What the task requires:
Please decide whether each statement agrees with the forum thread below, answering yes or no and quoting the deciding words: (a) the M1 Max uses the same CPU cores as the original M1 architecturally; (b) the first M1 could use up to 32gb of RAM; (c) multi-display on the M1 through a DisplayLink hub is described as fully stable.

Source document:
I remember seeing a picture of a partner list for a TSMC node with a couple dozen libraries that not only changed based on density, but also on type of chip being built.

floatingatoll 1709 days ago

Does the core speed of an M1 core change at all? I thought they used the low/high power cores at fixed-limit clock speeds.

It sounds crazy to consider, but maybe they’d rather not try to speed up the individual cores in M1 Max, so that they can keep their overhead competitively low. That certainly would simplify manufacturing and QA; removing an entire vector (clock speed) from the binning process makes pipelines and platforms easier to maintain.

tedunangst 1709 days ago

For how long? Longer than it takes to run the benchmark?

icosahedron 1710 days ago

I thought I remembered that in the presentation they had souped up the individual cores too. Must be I'm misremembering.

sliken 1710 days ago

They didn't. However the cores enjoy more main memory bandwidth.

paulmd 1709 days ago

they're the same cores as the original M1 architecturally, you just get an 8+2 on a Max instead of 4+4... and also an absolutely titanic iGPU, total transistor count is about twice that of a 3090 and almost all of it lives in the iGPU.

the only architectural difference between M1 and M1 Max in the CPU cores, besides the different combination of big/little cores, is that the M1 Max goes from quad channel to hexadecimal-channel DDR5 RAM (note a DDR5 channel is half the width of a DDR4 channel, but has longer burst and higher MT/s).

Apple's iGPU approach is real simple: unlike a console where you somewhat gimp the CPU by putting it on high-latency GDDR6 (to get enough bandwidth to feed the iGPU), they just put 16 channels of DDR5 on it, basically it's like an octochannel DDR4 server processor in terms of bandwidth. And the CPU also benefits from that as well, at least a little bit, but internally it's the same core design.

It's an absolute meme of a design, Apple just does not give a single fuck about cost here, "server class memory configuration"? sure why not, and we'll stack it on the package so it can go in a laptop.

vondro 1709 days ago

I believe it's LPDDR5, basically a memory chip for smartphones, not DDR5.

paulmd 1707 days ago

sure, but it's also running at JEDEC either way, it's actually irrelevant to performance, it's just a matter of packaging (obviously for laptops, stacking the packages is more convenient than DIMMs or soldered modules).

vmception 1709 days ago

All I wanted was an M1 that could address/use more memory. The first one could only use 16gb RAM, which was a dealbreaker for me.

Apple delivered that and so much more. I'm happy. I think there are many people like me.

bdcravens 1709 days ago

Multi-display is another highly sought feature this M1 Pro/Max delivers (achievable on the M1 with a DisplayLink hub, but stability leaves something to be desired)

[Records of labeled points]
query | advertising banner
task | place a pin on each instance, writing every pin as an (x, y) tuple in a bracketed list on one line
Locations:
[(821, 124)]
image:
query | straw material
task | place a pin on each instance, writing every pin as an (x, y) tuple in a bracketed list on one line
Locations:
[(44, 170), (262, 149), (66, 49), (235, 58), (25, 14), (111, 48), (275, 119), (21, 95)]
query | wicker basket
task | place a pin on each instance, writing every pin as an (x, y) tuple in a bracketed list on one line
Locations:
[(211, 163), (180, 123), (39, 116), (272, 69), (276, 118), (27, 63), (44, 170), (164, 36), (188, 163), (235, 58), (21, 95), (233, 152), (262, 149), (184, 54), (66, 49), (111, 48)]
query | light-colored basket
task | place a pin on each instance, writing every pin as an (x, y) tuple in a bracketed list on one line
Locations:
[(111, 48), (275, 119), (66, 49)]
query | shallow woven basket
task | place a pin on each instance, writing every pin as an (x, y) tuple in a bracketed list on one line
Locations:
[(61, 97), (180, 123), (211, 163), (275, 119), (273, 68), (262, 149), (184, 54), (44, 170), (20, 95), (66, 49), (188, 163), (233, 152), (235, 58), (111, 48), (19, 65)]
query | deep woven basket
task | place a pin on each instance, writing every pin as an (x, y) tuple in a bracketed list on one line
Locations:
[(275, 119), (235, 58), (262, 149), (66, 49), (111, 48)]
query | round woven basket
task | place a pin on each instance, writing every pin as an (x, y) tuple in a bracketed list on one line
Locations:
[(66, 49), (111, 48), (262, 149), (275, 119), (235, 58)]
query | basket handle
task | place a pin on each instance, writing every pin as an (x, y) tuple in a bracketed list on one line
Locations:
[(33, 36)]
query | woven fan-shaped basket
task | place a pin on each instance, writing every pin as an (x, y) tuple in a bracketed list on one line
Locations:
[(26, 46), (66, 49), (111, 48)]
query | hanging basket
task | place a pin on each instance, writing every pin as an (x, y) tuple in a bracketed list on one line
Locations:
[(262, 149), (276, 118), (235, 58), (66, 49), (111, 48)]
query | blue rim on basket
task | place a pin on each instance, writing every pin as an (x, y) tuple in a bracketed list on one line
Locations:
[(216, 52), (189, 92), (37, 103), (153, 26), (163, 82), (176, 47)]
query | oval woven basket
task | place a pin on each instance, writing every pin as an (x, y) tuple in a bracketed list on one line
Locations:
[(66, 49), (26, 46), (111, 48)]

Solution to the problem:
(a) Yes: "they're the same cores as the original M1 architecturally"
(b) No: "The first one could only use 16gb RAM"
(c) No: "stability leaves something to be desired"